Exercise materials ▸
## START

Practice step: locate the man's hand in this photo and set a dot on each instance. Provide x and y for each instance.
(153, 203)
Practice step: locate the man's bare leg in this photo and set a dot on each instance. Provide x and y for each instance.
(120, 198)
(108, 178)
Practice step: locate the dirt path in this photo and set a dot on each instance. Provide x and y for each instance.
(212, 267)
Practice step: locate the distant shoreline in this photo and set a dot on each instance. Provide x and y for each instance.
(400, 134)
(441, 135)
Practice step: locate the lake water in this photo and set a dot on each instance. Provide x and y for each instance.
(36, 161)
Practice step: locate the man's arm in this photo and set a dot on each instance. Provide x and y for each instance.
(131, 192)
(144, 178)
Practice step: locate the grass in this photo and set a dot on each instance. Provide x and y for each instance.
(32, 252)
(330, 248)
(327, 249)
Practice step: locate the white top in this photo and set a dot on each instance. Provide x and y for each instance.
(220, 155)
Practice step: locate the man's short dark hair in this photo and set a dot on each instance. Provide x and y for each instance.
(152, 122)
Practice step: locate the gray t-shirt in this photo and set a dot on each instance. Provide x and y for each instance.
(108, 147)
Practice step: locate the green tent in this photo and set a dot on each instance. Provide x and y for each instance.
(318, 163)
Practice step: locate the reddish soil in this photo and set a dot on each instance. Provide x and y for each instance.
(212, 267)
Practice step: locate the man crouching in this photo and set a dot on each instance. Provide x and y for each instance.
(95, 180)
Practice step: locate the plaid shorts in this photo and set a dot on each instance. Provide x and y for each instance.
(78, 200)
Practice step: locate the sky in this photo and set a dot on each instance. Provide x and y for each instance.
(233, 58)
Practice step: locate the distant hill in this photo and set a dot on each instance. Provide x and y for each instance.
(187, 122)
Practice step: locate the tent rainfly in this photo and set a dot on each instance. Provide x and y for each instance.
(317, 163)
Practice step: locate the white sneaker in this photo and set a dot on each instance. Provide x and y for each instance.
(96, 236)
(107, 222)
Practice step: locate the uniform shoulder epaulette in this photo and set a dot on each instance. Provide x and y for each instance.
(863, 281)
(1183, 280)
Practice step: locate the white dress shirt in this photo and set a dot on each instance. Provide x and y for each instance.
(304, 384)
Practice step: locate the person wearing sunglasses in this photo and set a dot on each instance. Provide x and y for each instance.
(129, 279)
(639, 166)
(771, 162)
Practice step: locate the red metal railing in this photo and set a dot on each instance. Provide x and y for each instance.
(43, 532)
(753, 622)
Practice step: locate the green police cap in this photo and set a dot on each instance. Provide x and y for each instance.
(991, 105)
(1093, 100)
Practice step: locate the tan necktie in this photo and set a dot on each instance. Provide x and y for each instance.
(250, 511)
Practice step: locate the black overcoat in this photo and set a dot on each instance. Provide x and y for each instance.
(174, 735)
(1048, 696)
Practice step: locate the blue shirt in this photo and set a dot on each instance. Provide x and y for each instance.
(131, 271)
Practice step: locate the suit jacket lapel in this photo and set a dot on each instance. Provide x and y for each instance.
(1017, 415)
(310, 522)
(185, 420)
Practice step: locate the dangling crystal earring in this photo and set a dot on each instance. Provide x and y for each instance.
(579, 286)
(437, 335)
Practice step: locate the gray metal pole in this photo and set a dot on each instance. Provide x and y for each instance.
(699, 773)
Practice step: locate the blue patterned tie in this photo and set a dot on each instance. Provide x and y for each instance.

## END

Short exercise ▸
Pull out each record as written and restate it exactly.

Task answer ▸
Practice step: locate the man's hand in this photo and set a dot on each instance. Provide x and y for each instance.
(153, 203)
Practice step: locate the man's bare leg in this photo and set a dot on each instance. Provide x and y for each instance.
(120, 198)
(108, 178)
Practice step: locate the dirt path in this photo and set a dot on each instance. Provide x and y for each instance.
(212, 267)
Practice step: locate the distant shoreline in this photo and set a dot on each instance. Provide x and y for each instance.
(400, 134)
(441, 135)
Practice step: locate the lake water in this photo and set a dot on each instance. Provide x and y for each instance.
(36, 161)
Practice step: locate the man's arm in this photo and set a dot on each instance. Provide x and y for each instance.
(131, 192)
(144, 178)
Practice step: locate the grass in this photo and set a dot on each instance. Provide x and y for each instance.
(32, 252)
(330, 248)
(327, 249)
Practice step: locate the white top in this photo and set a dot on each instance. Provide x and y for each instance.
(220, 155)
Practice step: locate the man's short dark hair in this photo and set a dot on each instance. Provide x and y for each instance.
(152, 122)
Practice step: locate the gray t-shirt in this photo and set a dot on each instance. Provide x and y for each instance.
(108, 147)
Practice step: locate the green tent in this photo and set a dot on each instance. Provide x and y for each instance.
(318, 163)
Practice step: locate the reddish soil in this photo and set a dot on each instance. Provide x and y for each instance.
(212, 267)
Practice step: locate the man crouching in this photo and set a dot on each instance. Provide x and y for each instance.
(95, 180)
Practice step: locate the plaid shorts in this photo and set a dot on each instance. Provide x and y for each instance.
(78, 200)
Practice step: locate the sky in this photo and set a dot on each instance. Provide x and y for each instance.
(233, 58)
Practice step: locate the distant hill in this photo and set a dot on each instance. Provide x and y for each instance.
(187, 122)
Practice step: locate the tent rainfly in this photo and set a dot on each instance. Provide x and y for each instance.
(317, 163)
Practice step: locate the white sneaker in this photo and set a dot on each instance. Provide x and y for each instance.
(96, 236)
(107, 222)
Practice step: locate the uniform shoulder epaulette in this photo and set a dot on each instance. Provide x and y for each instance.
(863, 281)
(1183, 280)
Practice step: locate the white dress shirt in this photo and set a dot on each instance. Provide x and y for each instance.
(304, 384)
Practice step: locate the person wearing sunglasses in this photo and set a dot on each instance. Provide x and y for each instance.
(129, 279)
(639, 166)
(771, 162)
Practice step: locate the red metal railing in this photo and set a dot on each instance. Provide x and y for each instance.
(43, 532)
(753, 622)
Practice step: locate the green police cap in this photo and set a dot on each instance. Provide x and y for each instance.
(991, 105)
(1093, 100)
Practice step: locate the tan necktie in this photo and set a dot on each instance. Provide x and y for each instance.
(250, 511)
Practice step: locate the black overcoat in this photo and set a dot on each instance. Provide x and y for each instance.
(174, 735)
(1048, 696)
Practice step: locate the blue shirt in this photo and set a dot on each instance. Provide x and y for each instance.
(131, 271)
Practice step: locate the suit jacket lapel in this photo and set a dot on each instance. Provide x and y for each instance.
(1017, 415)
(310, 522)
(185, 420)
Practice step: locate the dangling crystal earring in this photo and set a dot on each instance. Provide x and y for each instance.
(579, 286)
(437, 335)
Practice step: locate the gray metal pole in this photo and set a dot on each instance. Provide x and y for each instance.
(699, 773)
Practice step: locate the blue patterned tie in this photo and set a dot on each instance. Provide x and y for each instance.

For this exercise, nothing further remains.